Exercise directions: Nothing before the line containing "drop a point: the green lawn" belongs in the answer; quote that line and all lines after it through the end of the material, word for word.

Stored rows:
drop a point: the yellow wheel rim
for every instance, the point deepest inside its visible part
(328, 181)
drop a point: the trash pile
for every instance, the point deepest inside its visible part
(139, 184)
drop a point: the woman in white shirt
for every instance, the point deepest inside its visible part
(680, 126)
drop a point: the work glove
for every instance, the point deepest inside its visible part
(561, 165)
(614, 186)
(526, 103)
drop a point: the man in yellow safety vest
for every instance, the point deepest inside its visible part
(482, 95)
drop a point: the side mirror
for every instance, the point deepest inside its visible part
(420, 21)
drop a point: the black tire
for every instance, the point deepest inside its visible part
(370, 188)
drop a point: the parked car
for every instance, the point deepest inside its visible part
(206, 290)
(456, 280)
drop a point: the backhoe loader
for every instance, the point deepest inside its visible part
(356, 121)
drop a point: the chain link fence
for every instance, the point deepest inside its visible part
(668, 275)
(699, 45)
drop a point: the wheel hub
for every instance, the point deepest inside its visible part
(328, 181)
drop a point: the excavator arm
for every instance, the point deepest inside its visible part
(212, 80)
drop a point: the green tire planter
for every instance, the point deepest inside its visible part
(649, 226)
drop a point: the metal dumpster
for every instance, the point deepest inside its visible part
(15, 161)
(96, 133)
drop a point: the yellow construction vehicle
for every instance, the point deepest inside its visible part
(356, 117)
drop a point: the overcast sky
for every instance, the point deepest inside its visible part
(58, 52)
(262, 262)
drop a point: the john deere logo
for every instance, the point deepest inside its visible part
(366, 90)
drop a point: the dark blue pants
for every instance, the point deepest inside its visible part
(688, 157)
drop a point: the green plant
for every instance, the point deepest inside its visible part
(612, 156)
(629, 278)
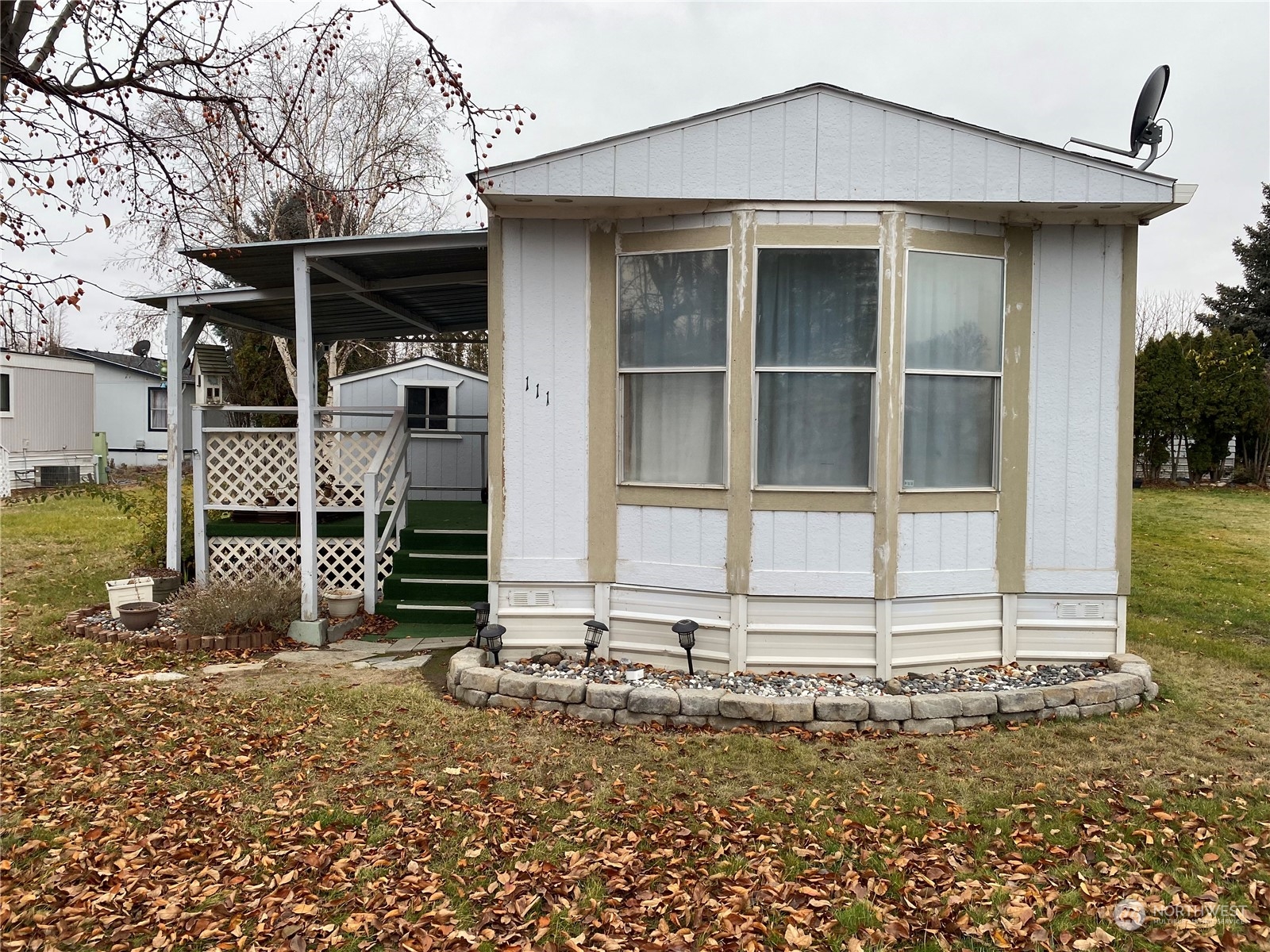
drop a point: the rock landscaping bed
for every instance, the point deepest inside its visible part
(97, 625)
(818, 704)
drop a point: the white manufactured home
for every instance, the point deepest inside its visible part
(46, 422)
(845, 382)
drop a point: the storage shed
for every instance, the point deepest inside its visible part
(446, 416)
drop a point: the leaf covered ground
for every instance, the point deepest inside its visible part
(352, 812)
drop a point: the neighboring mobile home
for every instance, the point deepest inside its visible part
(131, 406)
(46, 420)
(846, 382)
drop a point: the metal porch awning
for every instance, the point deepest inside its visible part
(378, 287)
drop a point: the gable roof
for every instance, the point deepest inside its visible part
(213, 359)
(822, 143)
(408, 366)
(149, 366)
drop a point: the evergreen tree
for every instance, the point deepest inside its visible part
(1248, 308)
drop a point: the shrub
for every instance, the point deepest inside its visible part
(264, 602)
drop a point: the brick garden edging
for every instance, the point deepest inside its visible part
(1127, 685)
(75, 624)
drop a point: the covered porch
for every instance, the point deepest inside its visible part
(336, 495)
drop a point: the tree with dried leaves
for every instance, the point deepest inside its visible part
(80, 82)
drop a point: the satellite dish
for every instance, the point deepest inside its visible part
(1145, 130)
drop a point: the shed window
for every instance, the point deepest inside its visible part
(429, 408)
(156, 409)
(954, 323)
(816, 359)
(672, 355)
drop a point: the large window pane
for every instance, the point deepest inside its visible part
(814, 429)
(954, 314)
(949, 432)
(817, 308)
(673, 310)
(676, 428)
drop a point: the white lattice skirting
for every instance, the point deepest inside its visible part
(340, 560)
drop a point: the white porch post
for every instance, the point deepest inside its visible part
(306, 400)
(175, 443)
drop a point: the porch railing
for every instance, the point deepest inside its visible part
(385, 484)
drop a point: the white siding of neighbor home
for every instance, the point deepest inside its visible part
(825, 145)
(545, 286)
(812, 554)
(1075, 403)
(946, 554)
(51, 401)
(442, 460)
(673, 547)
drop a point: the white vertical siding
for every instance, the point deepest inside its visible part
(812, 554)
(946, 554)
(829, 146)
(545, 443)
(1075, 406)
(673, 547)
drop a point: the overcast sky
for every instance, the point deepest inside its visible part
(1043, 71)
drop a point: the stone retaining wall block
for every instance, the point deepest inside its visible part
(610, 696)
(841, 708)
(1019, 701)
(747, 708)
(937, 706)
(518, 685)
(891, 708)
(653, 701)
(600, 715)
(700, 702)
(571, 691)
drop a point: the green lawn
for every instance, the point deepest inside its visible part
(348, 812)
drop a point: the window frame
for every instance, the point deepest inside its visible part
(725, 368)
(406, 385)
(995, 374)
(756, 370)
(150, 410)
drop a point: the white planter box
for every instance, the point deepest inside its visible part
(124, 590)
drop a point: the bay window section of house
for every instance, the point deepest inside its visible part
(672, 355)
(816, 363)
(954, 324)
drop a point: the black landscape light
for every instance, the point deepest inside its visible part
(482, 620)
(493, 635)
(595, 635)
(687, 632)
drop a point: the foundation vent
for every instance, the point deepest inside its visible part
(541, 598)
(1080, 609)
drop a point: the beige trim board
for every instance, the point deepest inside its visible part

Written response:
drop a point: the green lawn
for every instance, the point deepest inside its visible part
(348, 812)
drop a point: the window frame
for every instance, the point deepest inside its visible part
(725, 368)
(406, 385)
(995, 374)
(756, 370)
(150, 410)
drop a point: the white planter box
for every instance, the point deepest inside its visible part
(124, 590)
drop a point: the bay window section of house
for every instance, the point deepest inside its visible part
(672, 355)
(816, 363)
(954, 324)
drop a point: the black landscape light
for every instance, the point deepest inside its visible part
(482, 620)
(493, 635)
(595, 635)
(687, 632)
drop a point: the foundation vent
for every instance, the point deepest inside its visible part
(541, 598)
(1080, 609)
drop a point: the beige trim board
for every instance, the point deepest inside its visible part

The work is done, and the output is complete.